## TRAVAIL DEMANDÉ
(1) Selon l'extrait sur l'accréditation, à quel moment l'élargissement ou la modification d'une accréditation peut-il se faire ?
(2) Résumez l'extrait sur l'accréditation en deux phrases.
(3) Poursuivez l'extrait sur l'accréditation à partir de sa dernière phrase.

## TEXTE FOURNI

• • • •

S’agissant d’une requête en vertu de l’article 30 du Code du travail (maintenant 39), le commissaire enquêteur n’a pas juridiction pour élargir ou modifier, de quelque façon que ce soit, la portée d’une accréditation mais seulement de la préciser en regard de cas particuliers. […]

Il est en effet bien établi que l’élargissement ou la modification d’une accréditation ne saurait se faire qu’au temps prévu à l’article 21 et non par une requête selon l’article 30 dont l’application peut être demandée en tout temps. […] Les mots « toutes autres questions relatives à l’accréditation » ne peuvent certes être interprétés comme pouvant permettre un amendement ou une modification à une accréditation. […] L’article 30 ne saurait permettre une transformation majeure du contenu même de l’accréditation. Enfin, l’article 30 dans son application ne peut conduire le tribunal à porter atteinte à des droits que pourraient faire valoir le cas échéant des tiers ou une partie intéressée voulant utiliser les dispositions de l’article 21.

[13]         Également, c’est avec circonspection et en dernier lieu que la Commission pourra recourir à ses larges pouvoirs prévus à l’article 46 du Code pour reconfigurer ou réaménager des unités de négociation lors de difficultés découlant de l’aliénation d’entreprise.

[14]         Dans l’affaire SCFP, section locale 3520 c. Centre de réadaptation en déficience intellectuelle KRTB , [1975] AZ-95147076 (T.T.), le juge Morin du Tribunal du travail traite des pouvoirs conférés à la Commission à l’article 46 du Code comme suit :

Dans le cas d’aliénation d’entreprise, le but premier de l’article 45 du Code du travail est de protéger les accréditations et les conventions collectives. Ce but est tellement évident et important que, suite à des demandes d’évocation, deux juges de la Cour Supérieure ont même estimé que les commissaires du travail n’avaient pas, en vertu de l’article 46, le pouvoir d’annuler des accréditations et des conventions collectives.

• • • •

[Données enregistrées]
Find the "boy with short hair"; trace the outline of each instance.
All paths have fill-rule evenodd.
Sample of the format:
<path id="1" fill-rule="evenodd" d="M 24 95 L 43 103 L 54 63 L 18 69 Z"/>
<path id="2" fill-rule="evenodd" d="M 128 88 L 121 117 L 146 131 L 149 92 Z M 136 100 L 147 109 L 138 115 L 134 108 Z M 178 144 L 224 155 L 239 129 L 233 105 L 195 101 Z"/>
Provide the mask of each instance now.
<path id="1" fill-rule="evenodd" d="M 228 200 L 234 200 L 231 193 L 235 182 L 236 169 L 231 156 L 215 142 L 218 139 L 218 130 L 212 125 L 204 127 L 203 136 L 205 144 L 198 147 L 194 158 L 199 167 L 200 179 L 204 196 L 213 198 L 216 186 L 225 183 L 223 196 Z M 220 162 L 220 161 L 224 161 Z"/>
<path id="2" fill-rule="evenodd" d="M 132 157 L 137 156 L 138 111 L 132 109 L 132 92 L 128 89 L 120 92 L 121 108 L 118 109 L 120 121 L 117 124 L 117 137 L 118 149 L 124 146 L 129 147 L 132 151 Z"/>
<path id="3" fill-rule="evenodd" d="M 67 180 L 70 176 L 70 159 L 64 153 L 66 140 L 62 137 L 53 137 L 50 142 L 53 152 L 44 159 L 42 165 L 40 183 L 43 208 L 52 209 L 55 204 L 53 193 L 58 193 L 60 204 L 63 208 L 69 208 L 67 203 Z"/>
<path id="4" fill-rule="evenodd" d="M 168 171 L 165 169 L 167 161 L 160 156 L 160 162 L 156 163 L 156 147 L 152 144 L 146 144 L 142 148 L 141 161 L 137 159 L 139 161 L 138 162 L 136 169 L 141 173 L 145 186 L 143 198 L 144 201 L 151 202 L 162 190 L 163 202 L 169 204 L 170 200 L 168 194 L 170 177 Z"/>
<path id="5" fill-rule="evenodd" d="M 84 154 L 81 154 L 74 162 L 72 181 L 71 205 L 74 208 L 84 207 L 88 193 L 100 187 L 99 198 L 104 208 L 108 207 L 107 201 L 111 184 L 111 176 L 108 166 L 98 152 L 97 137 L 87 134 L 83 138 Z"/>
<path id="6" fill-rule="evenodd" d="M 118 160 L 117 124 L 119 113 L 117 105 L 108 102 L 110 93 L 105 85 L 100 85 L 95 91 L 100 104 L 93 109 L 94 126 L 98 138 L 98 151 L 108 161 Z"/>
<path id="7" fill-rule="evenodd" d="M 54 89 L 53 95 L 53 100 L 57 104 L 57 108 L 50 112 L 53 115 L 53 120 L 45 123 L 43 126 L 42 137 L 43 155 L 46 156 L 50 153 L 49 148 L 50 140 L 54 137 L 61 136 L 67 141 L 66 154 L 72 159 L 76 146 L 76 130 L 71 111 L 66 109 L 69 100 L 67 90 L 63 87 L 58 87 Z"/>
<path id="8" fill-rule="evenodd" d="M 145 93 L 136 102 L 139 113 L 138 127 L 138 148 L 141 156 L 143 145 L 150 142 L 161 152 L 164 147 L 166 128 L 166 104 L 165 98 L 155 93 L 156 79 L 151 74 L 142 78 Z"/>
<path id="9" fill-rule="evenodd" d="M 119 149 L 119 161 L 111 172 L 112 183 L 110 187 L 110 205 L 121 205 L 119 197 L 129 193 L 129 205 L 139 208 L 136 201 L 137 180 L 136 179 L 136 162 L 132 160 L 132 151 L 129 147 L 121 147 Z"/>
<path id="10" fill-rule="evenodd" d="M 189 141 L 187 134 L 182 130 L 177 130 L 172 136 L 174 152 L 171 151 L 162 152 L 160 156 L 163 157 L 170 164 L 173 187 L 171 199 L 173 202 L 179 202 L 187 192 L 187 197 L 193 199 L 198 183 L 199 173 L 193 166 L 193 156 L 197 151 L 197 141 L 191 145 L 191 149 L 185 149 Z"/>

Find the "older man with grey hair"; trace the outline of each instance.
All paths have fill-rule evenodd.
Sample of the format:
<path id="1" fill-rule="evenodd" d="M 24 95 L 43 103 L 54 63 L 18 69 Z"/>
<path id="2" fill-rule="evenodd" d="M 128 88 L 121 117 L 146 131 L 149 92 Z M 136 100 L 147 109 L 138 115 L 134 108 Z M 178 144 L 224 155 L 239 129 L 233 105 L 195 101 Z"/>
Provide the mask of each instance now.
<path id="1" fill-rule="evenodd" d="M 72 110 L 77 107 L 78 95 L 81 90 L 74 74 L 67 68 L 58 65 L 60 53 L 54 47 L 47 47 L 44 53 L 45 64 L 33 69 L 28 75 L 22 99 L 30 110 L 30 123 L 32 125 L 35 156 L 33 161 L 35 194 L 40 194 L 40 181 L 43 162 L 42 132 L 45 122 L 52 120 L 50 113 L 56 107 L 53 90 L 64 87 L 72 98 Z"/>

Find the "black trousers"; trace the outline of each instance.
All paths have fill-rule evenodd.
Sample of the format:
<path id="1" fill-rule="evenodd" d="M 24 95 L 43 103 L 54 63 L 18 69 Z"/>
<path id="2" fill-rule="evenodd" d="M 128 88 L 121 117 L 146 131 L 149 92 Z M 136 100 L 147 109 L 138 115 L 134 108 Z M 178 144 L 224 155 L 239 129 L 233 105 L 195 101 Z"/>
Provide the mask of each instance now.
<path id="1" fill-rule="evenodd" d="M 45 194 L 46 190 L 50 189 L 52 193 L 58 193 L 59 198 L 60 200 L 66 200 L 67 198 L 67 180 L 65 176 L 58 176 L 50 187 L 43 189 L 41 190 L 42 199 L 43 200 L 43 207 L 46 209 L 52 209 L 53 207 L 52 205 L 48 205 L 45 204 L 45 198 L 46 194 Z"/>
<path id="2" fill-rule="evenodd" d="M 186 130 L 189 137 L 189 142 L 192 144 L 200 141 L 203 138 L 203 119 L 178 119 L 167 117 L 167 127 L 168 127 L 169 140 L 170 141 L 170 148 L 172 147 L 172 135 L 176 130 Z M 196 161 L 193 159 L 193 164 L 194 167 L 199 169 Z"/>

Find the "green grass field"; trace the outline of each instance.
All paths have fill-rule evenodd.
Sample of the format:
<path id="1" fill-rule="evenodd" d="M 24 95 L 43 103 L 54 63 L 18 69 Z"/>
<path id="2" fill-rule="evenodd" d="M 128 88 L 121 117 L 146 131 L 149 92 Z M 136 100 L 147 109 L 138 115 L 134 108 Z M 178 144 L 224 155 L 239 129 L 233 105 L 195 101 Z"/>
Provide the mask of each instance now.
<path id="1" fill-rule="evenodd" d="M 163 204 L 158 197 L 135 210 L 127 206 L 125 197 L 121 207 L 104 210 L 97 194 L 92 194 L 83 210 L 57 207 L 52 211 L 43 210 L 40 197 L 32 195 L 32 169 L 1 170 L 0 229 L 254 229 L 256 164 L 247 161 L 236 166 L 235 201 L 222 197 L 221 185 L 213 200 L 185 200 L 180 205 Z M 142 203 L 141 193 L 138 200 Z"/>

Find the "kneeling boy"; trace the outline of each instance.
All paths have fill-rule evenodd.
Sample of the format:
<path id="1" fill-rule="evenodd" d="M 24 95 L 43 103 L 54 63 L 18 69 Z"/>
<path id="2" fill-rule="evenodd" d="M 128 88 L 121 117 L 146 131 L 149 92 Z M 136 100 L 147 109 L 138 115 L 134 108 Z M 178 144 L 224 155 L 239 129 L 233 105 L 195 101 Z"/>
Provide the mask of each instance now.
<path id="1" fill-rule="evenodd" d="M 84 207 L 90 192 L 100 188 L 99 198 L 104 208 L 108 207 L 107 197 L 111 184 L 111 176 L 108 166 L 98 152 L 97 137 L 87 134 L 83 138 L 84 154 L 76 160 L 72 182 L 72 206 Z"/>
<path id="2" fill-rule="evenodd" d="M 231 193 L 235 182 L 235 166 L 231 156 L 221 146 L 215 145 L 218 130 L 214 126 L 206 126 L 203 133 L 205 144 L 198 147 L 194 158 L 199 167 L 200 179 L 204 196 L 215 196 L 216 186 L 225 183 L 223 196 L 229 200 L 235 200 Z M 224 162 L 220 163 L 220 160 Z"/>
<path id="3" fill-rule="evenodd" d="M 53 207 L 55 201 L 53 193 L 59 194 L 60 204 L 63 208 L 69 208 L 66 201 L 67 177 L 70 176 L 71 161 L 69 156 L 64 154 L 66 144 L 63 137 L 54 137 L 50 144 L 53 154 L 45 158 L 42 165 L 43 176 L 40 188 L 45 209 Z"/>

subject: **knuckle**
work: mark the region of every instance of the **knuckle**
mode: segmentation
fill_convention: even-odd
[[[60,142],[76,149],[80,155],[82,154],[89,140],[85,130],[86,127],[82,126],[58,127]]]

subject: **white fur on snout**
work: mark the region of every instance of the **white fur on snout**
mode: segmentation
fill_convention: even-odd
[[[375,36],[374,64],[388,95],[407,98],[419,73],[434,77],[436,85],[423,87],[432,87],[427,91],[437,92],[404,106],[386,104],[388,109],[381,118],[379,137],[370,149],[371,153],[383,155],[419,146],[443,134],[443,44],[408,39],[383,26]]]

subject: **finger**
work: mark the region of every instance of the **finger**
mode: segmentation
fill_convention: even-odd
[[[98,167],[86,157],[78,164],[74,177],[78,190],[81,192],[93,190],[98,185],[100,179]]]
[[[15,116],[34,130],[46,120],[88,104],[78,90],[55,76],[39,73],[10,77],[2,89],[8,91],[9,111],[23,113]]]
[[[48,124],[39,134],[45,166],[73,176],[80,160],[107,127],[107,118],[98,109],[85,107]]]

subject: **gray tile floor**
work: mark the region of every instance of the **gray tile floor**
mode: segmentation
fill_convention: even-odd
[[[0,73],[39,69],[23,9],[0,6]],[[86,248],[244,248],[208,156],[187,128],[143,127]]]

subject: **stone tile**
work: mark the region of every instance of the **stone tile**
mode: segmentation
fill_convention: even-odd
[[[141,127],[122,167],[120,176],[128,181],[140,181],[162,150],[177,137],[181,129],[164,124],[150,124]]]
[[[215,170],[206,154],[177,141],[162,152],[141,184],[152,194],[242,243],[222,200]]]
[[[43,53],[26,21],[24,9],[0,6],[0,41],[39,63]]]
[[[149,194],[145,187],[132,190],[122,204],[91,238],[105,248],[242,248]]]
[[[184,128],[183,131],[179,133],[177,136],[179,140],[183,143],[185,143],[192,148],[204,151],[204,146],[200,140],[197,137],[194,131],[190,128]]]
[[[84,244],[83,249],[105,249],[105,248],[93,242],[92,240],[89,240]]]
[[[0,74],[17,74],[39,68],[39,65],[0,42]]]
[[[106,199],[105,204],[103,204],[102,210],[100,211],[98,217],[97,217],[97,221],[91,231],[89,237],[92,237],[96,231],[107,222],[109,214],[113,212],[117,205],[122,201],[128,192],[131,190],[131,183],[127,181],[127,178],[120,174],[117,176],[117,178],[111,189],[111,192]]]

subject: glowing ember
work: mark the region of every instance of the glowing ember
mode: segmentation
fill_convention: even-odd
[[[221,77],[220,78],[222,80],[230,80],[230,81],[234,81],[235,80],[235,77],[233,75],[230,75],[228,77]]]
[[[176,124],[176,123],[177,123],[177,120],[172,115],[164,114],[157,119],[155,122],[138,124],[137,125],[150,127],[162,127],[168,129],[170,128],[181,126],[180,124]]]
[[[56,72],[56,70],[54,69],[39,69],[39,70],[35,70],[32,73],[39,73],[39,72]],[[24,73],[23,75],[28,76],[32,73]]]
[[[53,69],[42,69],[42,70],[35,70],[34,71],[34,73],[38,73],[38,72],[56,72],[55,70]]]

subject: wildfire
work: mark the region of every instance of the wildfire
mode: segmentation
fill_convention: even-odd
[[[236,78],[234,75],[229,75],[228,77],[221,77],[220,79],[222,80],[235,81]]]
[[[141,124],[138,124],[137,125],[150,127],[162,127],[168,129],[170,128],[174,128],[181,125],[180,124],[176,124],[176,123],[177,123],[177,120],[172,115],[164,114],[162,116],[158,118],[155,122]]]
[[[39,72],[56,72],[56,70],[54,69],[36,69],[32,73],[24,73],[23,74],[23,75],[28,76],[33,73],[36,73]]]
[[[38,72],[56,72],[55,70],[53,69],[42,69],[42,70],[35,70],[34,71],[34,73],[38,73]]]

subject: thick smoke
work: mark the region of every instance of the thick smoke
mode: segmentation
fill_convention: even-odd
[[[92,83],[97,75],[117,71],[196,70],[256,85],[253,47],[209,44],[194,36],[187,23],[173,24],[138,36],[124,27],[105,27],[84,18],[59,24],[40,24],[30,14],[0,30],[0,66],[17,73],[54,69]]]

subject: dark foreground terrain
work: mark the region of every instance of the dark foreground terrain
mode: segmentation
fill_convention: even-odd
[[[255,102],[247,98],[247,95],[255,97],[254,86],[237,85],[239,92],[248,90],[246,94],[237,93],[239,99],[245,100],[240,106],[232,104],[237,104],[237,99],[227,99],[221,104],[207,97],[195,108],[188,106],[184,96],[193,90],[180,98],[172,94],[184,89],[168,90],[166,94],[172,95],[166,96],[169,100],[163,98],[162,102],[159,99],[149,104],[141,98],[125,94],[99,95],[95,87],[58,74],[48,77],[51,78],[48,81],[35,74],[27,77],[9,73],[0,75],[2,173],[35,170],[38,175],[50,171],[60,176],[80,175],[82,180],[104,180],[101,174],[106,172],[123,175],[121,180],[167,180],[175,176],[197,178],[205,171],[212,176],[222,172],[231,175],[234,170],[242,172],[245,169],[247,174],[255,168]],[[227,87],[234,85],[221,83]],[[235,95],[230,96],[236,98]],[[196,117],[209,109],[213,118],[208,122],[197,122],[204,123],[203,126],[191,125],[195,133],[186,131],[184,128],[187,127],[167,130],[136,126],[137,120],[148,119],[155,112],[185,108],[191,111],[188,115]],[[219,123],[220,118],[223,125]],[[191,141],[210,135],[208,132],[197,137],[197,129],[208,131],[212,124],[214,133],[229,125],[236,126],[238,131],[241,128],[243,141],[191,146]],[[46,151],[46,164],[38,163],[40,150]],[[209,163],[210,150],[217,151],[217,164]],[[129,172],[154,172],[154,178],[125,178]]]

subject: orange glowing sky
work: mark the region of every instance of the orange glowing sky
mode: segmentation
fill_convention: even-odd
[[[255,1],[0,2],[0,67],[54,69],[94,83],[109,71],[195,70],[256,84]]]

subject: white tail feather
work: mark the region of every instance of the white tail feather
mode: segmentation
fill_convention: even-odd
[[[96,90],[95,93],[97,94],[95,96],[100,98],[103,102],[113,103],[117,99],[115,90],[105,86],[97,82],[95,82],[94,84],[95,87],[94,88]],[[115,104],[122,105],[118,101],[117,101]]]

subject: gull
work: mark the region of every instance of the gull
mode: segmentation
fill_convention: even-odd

• • • •

## LISTE DES RÉPONSES
(1) Au temps prévu à l'article 21, et non par une requête selon l'article 30.

(2) Saisi d'une requête en vertu de l'article 30 du Code du travail, le commissaire enquêteur peut seulement préciser la portée d'une accréditation en regard de cas particuliers, car son élargissement ou sa modification ne peut se faire qu'au temps prévu à l'article 21. La Commission ne doit recourir qu'avec circonspection et en dernier lieu à ses larges pouvoirs de l'article 46 pour reconfigurer des unités de négociation lors d'une aliénation d'entreprise, situation dans laquelle l'article 45 vise d'abord à protéger les accréditations et les conventions collectives.

(3)
Jusqu’alors, le Tribunal avait décidé que l’article 46 donnait de larges pouvoirs pouvant aller jusqu’au réaménagement des conventions et des accréditations si cela s’avérait nécessaire. Ce n’est cependant qu’après avoir tout essayé pour régler les difficultés qu’on devait recourir à ce procédé ultime. 

(…)

Le Tribunal estime toujours que l’article 46 donne les pouvoirs ci-haut mentionnés. On doit cependant les utiliser après avoir fait de sérieux efforts pour régler autrement les difficultés, justement parce que le but de l’article 45 est de protéger les accréditations et les conventions collectives.

[15]         Ainsi, même en présence de difficultés résultant de la double accréditation ou de la cohabitation de deux accréditations dont les champs d’application se recoupent, la Commission doit éviter, si possible, de faire disparaître l’accréditation ou d’en redessiner le champ d’application.

[16]         Bref, le Code autorise la Commission à décider de toutes questions relatives à l’accréditation dans la mesure où elle n’altère pas la portée intentionnelle de celle-ci en y retranchant ou y incluant un groupe sauf dans les situations spécifiquement prévues au Code.

l’accréditation de l’AJE

[17]         Tout d’abord, il convient de rappeler les enseignements de la jurisprudence concernant la portée exacte de l’unité de négociation.

[18]         Ainsi, au-delà du texte même de la description de l’unité de négociation, il faut rechercher, à la lumière des circonstances dans lesquelles l’accréditation a été octroyée, quelles étaient véritablement les catégories d’emploi visées ( L’Hôtel-Dieu de Roberval c. Syndicat national des employés de l’Hôtel-Dieu de Roberval, [1970] T.T. 1).

[19]         Par ailleurs, ce sont des fonctions qui sont visées par l’accréditation et non des titres d’emploi. ( Université du Québec à Montréal c. Syndicat des professeurs de l’Université du Québec (Montréal) [1971] T.T. 216; Commission scolaire Seigneurie c . Syndicat canadien de la Fonction publique, section locale 2416 , D.T.E. 83T-289 (T.T.); St-Lin (Corporation municipale de la paroisse de) c. Burns , D.T.E 84T-121 (C.A); Syndicat canadien de la fonction publique (SCFP-section locale 4755) c. Les Centres de la jeunesse et de la famille Batshaw , 2009 QCCRT 248).

[20]         L’AJE est accréditée par décret conformément aux articles 64 et 66 de la Loi sur la fonction publique .

64. Le Syndicat de la fonction publique du Québec inc. est reconnu comme représentant de tous les fonctionnaires qui sont des salariés au sens du Code du travail (chapitre C-27), sauf  :

1 o les salariés enseignants;

2 o les salariés membres de l’ordre professionnel des avocats, des notaires , des médecins, des dentistes, des pharmaciens, des optométristes, des médecins vétérinaires, des agronomes, des architectes, des ingénieurs, des arpenteurs- géomètres, des ingénieurs forestiers, des chimistes ou des comptables agrées, ainsi que les personnes admises à l’étude de ces professions;

3 o les salariés diplômés d’université, économistes, géographes, géologues, biologistes, urbanistes, comptables, vérificateurs, psychologues, travailleurs sociaux, conseillers d’orientation et autres professionnels;

 (…)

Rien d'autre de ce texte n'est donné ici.